(What to do)
1. In the article on Lauren Boebert's mileage reimbursements, how many plausible miles was The Post able to account for?
2. From the article on Lauren Boebert's mileage reimbursements, extract the passage starting with "It’s a big district, and" and going on through "it looks like.".
3. Extend the article on Lauren Boebert's mileage reimbursements, picking up from the point at which it stops.

(Text shown)
To justify those reimbursements, Boebert would have had to drive 38,712 miles while campaigning, despite having no publicly advertised campaign events in March, April or July, and only one in May. Furthermore, because the reimbursements came in two payments — a modest $1,060 at the end of March and $21,200 on Nov. 11 — Boebert would have had to drive 36,870 miles in just over seven months between April 1 and Nov. 11 to justify the second payment.

“This highly unusual amount of mileage expenses raises red flags and the campaign should feel obligated to provide answers,” said Kedric Payne, a former investigator for the Office of Congressional Ethics, an independent body in Congress that examines misconduct allegations.

The Post took the basic question and put it to the test–and by their reckoning from Boebert’s public events calculated by mapping drive times, they were able to account for around 17,600 plausible miles driven. That’s still a lot of driving, and would make for a hefty reimbursement consistent with what Wingerter reports Rep. Don Young who represents the entire state of Alaska billed his campaign for mileage in 2020. But it still only accounts for about half of what Boebert reimbursed herself.

It’s a big district, and it’s true that Boebert energetically stumped in the 2020 campaign, ill-advisedly (at least from a public health standpoint) campaigning in person despite the raging pandemic that kept her opponent mostly at home campaigning via Zoom. But put in context either with her predecessor or others running for Congress in big districts, Boebert’s reimbursements for enough driven miles to circle the globe 1.5 times still don’t add up. And that could mean even more trouble for Rep. Boebert in less than a month in office–this time from the Ethics Office and/or the Federal Election Commission.

It’s just the latest question involving Rep. Boebert that doesn’t make sense unless it’s exactly what it looks like.

Comments

11 thoughts on “Like We Said, Lauren Boebert’s Mileage Maths Don’t Add Up

  1. Perhaps she’s reimbursing mileage to each of those entitled separate multiple personalities? . . .

    . . . Lemesee here, there’s Q-bie, and then Definitely-Not-Q-bie, and also Just-Maybe-Slightly-Q-Curious-bie . . .

  2. Meh.  That mileage only gets her 1/8 of the way to the Moon.  Does she realize we don’t have troops in space? Any word on her cult leader’s silence on Russian bounties?

(Dataset content)
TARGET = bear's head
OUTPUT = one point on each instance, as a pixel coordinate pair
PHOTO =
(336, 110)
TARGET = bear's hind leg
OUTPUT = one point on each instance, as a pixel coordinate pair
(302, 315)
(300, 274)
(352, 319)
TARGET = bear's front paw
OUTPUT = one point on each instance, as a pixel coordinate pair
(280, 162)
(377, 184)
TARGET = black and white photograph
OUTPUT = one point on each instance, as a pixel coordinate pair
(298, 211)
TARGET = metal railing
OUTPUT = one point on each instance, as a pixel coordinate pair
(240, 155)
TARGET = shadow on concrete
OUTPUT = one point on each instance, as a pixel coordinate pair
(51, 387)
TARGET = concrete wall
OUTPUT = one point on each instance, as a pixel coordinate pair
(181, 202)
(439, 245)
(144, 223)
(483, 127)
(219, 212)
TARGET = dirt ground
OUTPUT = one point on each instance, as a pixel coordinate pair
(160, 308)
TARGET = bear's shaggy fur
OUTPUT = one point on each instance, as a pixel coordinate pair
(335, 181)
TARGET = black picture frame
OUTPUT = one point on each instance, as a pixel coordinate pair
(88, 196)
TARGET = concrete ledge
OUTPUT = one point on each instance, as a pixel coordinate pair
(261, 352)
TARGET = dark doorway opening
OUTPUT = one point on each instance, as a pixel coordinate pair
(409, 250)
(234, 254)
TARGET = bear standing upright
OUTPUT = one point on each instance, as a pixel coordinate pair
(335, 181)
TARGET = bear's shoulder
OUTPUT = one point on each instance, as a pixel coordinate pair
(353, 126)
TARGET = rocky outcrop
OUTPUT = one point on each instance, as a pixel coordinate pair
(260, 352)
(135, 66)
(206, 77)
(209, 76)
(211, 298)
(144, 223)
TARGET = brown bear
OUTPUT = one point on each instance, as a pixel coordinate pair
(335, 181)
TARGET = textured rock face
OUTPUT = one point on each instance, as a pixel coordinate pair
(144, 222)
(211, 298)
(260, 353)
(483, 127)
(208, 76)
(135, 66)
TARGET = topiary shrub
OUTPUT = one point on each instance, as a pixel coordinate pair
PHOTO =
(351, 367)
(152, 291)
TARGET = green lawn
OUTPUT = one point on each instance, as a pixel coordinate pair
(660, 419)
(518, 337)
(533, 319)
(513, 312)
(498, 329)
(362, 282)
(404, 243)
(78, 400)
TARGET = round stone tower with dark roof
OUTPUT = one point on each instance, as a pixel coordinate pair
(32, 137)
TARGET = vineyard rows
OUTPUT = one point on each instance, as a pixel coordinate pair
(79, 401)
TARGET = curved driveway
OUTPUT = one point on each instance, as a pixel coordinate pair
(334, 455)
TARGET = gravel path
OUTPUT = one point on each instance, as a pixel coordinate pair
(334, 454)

(Results in order)
1. Around 17,600 miles.

2.
It’s a big district, and it’s true that Boebert energetically stumped in the 2020 campaign, ill-advisedly (at least from a public health standpoint) campaigning in person despite the raging pandemic that kept her opponent mostly at home campaigning via Zoom. But put in context either with her predecessor or others running for Congress in big districts, Boebert’s reimbursements for enough driven miles to circle the globe 1.5 times still don’t add up. And that could mean even more trouble for Rep. Boebert in less than a month in office–this time from the Ethics Office and/or the Federal Election Commission.

It’s just the latest question involving Rep. Boebert that doesn’t make sense unless it’s exactly what it looks like.

3.
    Space Force will likely survive the Biden Administration (and even possibly be headquartered in Colorado). That aside, this is a fun trip down memory lane: 

  3. Congratulations, Pols.  You are not just a Colorado asset, but a national asset as well.

    As expected, this story is starting to get national exposure. Taegen Goddard’s Politicalwire.com and also Dailykos.com have highlighted it, though with a link to the Denver Post-Mortem story.
    Ya gettin no respect Pols, I’m telling ya!

  4. I see #PewPew is taking the subtle approach today. 

    There’s no one better than her very own cult leader at the consulting fees game.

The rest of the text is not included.